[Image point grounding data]
######

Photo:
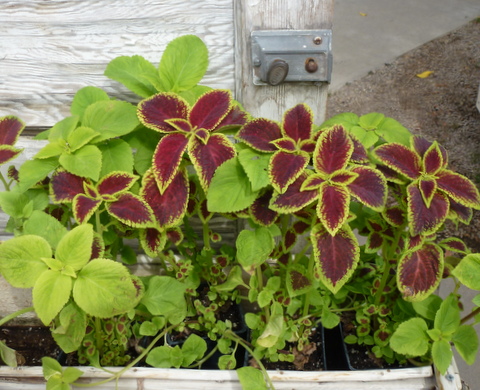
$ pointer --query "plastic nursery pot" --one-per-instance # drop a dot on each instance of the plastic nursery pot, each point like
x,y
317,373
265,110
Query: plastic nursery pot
x,y
240,329
308,361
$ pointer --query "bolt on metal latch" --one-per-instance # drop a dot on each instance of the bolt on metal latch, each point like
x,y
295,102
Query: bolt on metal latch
x,y
291,55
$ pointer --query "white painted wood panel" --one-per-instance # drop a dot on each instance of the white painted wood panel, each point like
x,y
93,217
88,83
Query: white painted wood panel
x,y
50,49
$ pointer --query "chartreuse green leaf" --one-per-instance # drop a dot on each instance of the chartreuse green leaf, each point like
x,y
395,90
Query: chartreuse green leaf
x,y
75,248
104,288
50,293
465,340
85,162
274,329
111,118
468,271
447,319
116,156
411,338
46,226
57,378
193,349
183,63
165,297
7,355
255,165
442,355
251,378
254,247
230,189
84,98
70,328
21,260
14,203
136,73
33,171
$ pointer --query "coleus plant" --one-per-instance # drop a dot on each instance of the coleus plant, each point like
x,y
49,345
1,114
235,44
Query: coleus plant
x,y
116,173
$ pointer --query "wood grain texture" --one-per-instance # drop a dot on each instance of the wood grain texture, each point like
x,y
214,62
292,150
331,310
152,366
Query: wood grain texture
x,y
252,15
50,49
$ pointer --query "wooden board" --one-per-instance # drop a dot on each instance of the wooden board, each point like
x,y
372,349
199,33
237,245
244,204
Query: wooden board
x,y
50,49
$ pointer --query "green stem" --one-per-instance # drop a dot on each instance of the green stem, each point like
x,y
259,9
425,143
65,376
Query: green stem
x,y
231,335
10,317
118,374
5,184
471,315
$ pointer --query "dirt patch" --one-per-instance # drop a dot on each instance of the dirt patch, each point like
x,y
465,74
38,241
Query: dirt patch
x,y
440,107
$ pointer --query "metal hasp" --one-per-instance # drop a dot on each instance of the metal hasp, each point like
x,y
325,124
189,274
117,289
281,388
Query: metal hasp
x,y
291,55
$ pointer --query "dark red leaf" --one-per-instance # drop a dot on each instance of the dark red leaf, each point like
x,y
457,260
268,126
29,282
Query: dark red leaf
x,y
169,207
10,129
167,157
154,111
297,123
116,182
261,212
285,168
8,153
333,151
423,219
333,206
400,158
153,241
208,157
210,109
336,256
419,272
433,159
459,188
65,186
132,210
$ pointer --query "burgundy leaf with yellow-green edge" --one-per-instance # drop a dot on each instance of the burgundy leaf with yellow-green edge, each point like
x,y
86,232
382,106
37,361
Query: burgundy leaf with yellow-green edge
x,y
336,256
64,186
401,159
131,209
260,211
207,157
294,198
84,207
423,219
333,151
458,188
167,157
115,183
169,207
155,111
285,168
333,206
420,272
369,187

######

• **ACTIVITY**
If an entry holds an image, omit that image and print the remainder exactly as it stands.

• **RESULT BELOW**
Photo:
$ pointer --query "plastic nursery pot" --one-per-instance # drop a dot on each instance of the plastic nursery pot, each point like
x,y
317,373
265,110
Query: plastic nursery pot
x,y
240,329
308,361
$ pointer --query "bolt on metal latch" --one-per-instance # drop a dot on each instance of the bolt on metal latch, each point like
x,y
295,102
Query: bolt on metal latch
x,y
291,55
$ pointer --query "white painted wood panel" --one-per-instance # drop a dot on each instance of the white painted wood panel, each point like
x,y
93,217
88,83
Query: white painted wood panel
x,y
50,49
$ pointer --query "chartreuse green leaf" --one-per-instance # drop a dot on each instance of the chartreuse green leaf, each point like
x,y
395,90
Query: chartreuse green leaf
x,y
75,248
104,288
50,293
465,340
85,162
274,329
111,118
468,271
447,319
116,156
411,338
46,226
57,378
193,349
183,63
165,297
7,355
255,165
442,355
251,378
254,247
230,189
84,98
70,328
21,260
14,203
136,73
33,171
$ pointer --query "coleus plant" --one-per-instance # drop a dot on each instance of the coleus plant, each point like
x,y
49,345
1,114
235,44
Query: coleus plant
x,y
116,173
$ pointer --query "wood grain texture" --one-per-instance # drop a dot on each instance of the wood grain texture, each point like
x,y
214,62
292,150
331,310
152,366
Query: wood grain texture
x,y
252,15
50,49
$ pointer --query "wooden board" --one-per-instance # drop a dot on each instance of the wooden board, each point like
x,y
372,349
199,33
237,245
244,204
Query: wooden board
x,y
50,49
$ pointer --query "green stem" --one-per-instance # drop a dot on each instance of the green stem, each point like
x,y
259,9
425,143
65,376
Query: green stem
x,y
231,335
10,317
118,374
5,184
471,315
$ pointer --query "dirt patch" --one-per-instance # drop a dot on each instance of the dirt patch, each point like
x,y
465,74
38,241
Query: dirt patch
x,y
440,107
$ pointer --query "metal hasp" --one-per-instance # drop a dot on each instance of the metal hasp, each point like
x,y
325,124
189,274
117,289
281,388
Query: metal hasp
x,y
291,55
$ pointer --query "dark red leaf" --one-per-instance # drop a dot on each instance of the dark red leaf, each point like
x,y
457,260
268,126
29,282
Query: dark red leaf
x,y
169,207
10,129
167,157
154,111
297,123
116,182
261,212
285,168
8,153
333,151
423,219
333,206
400,158
153,241
208,157
210,109
336,256
419,272
433,159
459,188
65,186
132,210
$ pointer --query "burgundy leaf with yellow-green edge" --one-per-instance # drop a dot on each instance of the burgundy leaf with yellow-green edge, each point like
x,y
86,232
382,106
37,361
Query: burgundy leaf with yellow-green edge
x,y
336,256
64,186
401,159
131,209
260,211
207,157
294,198
84,207
423,219
333,151
458,188
167,157
115,183
169,207
155,111
285,168
333,206
420,272
369,187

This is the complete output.